Trustworthy Machine Learning: How to Build Trust in Machine Learning

Trustworthy Machine Learning - How to build TRUST in Machine Learning, the sane way

Machine learning is becoming an integral part of every aspect of our lives. As these systems’ complexity grows, and they take many more decisions for us, we need to tackle the biggest barrier to their adoption ⚠️; “How can we trust THAT machine learning model?”.

It doesn’t matter how well a machine learning model performs if users do not trust its predictions.

Building trust in machine learning is tough. Loss of trust is possibly the biggest risk that a business can ever face ☠. Unfortunately, people tend to discuss this topic in a very superficial and buzzwordy manner.

In this post, I will present why it is difficult to build trust in machine learning projects. To gain the most business value from the model, we want stakeholders to trust it. We want to provide defensive mechanisms to avoid problems impacting stakeholders and to build developers’ trust in the product.

Why is it difficult to TRUST machine learning models?

Trust needs to be earned, and gaining trust is not easy especially when it comes to software. To gain that trust you want the software to work well, change according to your needs and not break doing so. There are entire industries that do “just that”. Understanding whether a code change may negatively affect the end user, and fixing it in time. A project with machine learning is even tougher for the following reasons:

Many moving parts 🚴🏻‍♀️— both the code and the data change in exotic ways. In some cases, it is even worse as you are the producer of the dataset.
Output is “unpredictable” 🎁— you can’t cover all the predictions your model will show your end users. This can be mitigated by explaining why the model provided such predictions.
Multiple departments involved🤼 — usually multiple roles have different parts because they require different sets of skills. From data ingestion, model development, model deployment, monitoring, and using the model. Communicating and working together effectively is not a trivial task.
Tough development cycle 😫 — to create a model you need a lot of data, enough computing resources, and enough time. This makes local development tougher. You may sample, use expensive computers, or use the cloud. But still, the feedback loop will be quite long. If that wasn’t enough, machine learning code is difficult to debug.
Machine learning systems are complex 🤯— they rarely meet users’ expectations in a regular way. Most of the time your algorithm works but not well enough. Even defining what is appropriate and what should be measured is a nontrivial task. This becomes even tougher as there are not enough best practices out there, and even those are not focused on trust.

It’s also perhaps important to state upfront that building trust is hard and often requires a fundamental change in the way systems are designed, developed, and tested. Thus we should tackle the problem step by step and collect feedback.

Birds eye view on building TRUST

We will cover every step in the machine learning life cycle and what mechanisms we need to harness to improve trust ♻️:

Defining success — we define what it means “the model works well”. In this section, we discuss how we evaluate our models and whether they will be adopted.
Data preparation — garbage in, garbage out(💩+🧠= 💩). In this section, we focus on how we evaluate our data.

> SHORT PROBLEM 1:
What does the article on trustworthy machine learning call possibly the biggest risk that a business can ever face?
> SHORT PROBLEM 2:
In the rows, take the lines from the one with "the front bumper" up to and including the last line of the rows, and substitute "example" for "sample", leaving everything else unchanged.
The rows have no connection to the article on trustworthy machine learning.

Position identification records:

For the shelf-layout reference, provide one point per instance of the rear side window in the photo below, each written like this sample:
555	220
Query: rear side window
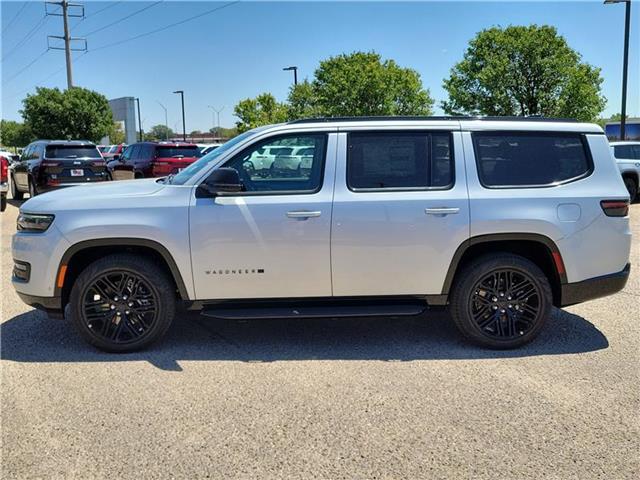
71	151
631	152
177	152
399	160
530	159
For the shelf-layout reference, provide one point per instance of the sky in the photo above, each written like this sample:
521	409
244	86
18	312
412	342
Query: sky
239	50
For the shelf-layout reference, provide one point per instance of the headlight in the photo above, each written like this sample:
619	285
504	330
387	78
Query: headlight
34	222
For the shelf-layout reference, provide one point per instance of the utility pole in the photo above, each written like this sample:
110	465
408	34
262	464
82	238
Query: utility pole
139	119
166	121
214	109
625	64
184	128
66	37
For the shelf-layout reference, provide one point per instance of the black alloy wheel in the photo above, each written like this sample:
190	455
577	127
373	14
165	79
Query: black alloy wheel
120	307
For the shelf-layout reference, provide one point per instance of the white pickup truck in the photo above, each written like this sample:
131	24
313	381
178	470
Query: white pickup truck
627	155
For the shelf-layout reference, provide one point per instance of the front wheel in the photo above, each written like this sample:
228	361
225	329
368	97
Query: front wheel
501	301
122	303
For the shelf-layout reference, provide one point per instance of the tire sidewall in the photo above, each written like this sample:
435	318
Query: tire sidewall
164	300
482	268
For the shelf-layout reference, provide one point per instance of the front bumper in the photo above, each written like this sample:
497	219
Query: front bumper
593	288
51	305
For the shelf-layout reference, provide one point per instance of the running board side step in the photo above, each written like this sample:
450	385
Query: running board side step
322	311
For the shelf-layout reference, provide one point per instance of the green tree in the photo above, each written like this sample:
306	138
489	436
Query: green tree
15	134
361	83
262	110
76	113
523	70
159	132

> FINAL RESULT 1:
Loss of trust.

> FINAL RESULT 2:
For the shelf-layout reference, provide one point per instance of the front bumper in the photo above, each written like this example:
497	219
Query: front bumper
593	288
51	305
For the shelf-layout reference, provide one point per instance of the running board side step in the photo above, each written like this example:
450	385
Query: running board side step
322	311
For the shelf-layout reference, provide one point per instance of the green tree in the photo above, each written like this example:
306	138
489	436
Query: green tree
15	134
361	83
262	110
76	113
523	70
159	132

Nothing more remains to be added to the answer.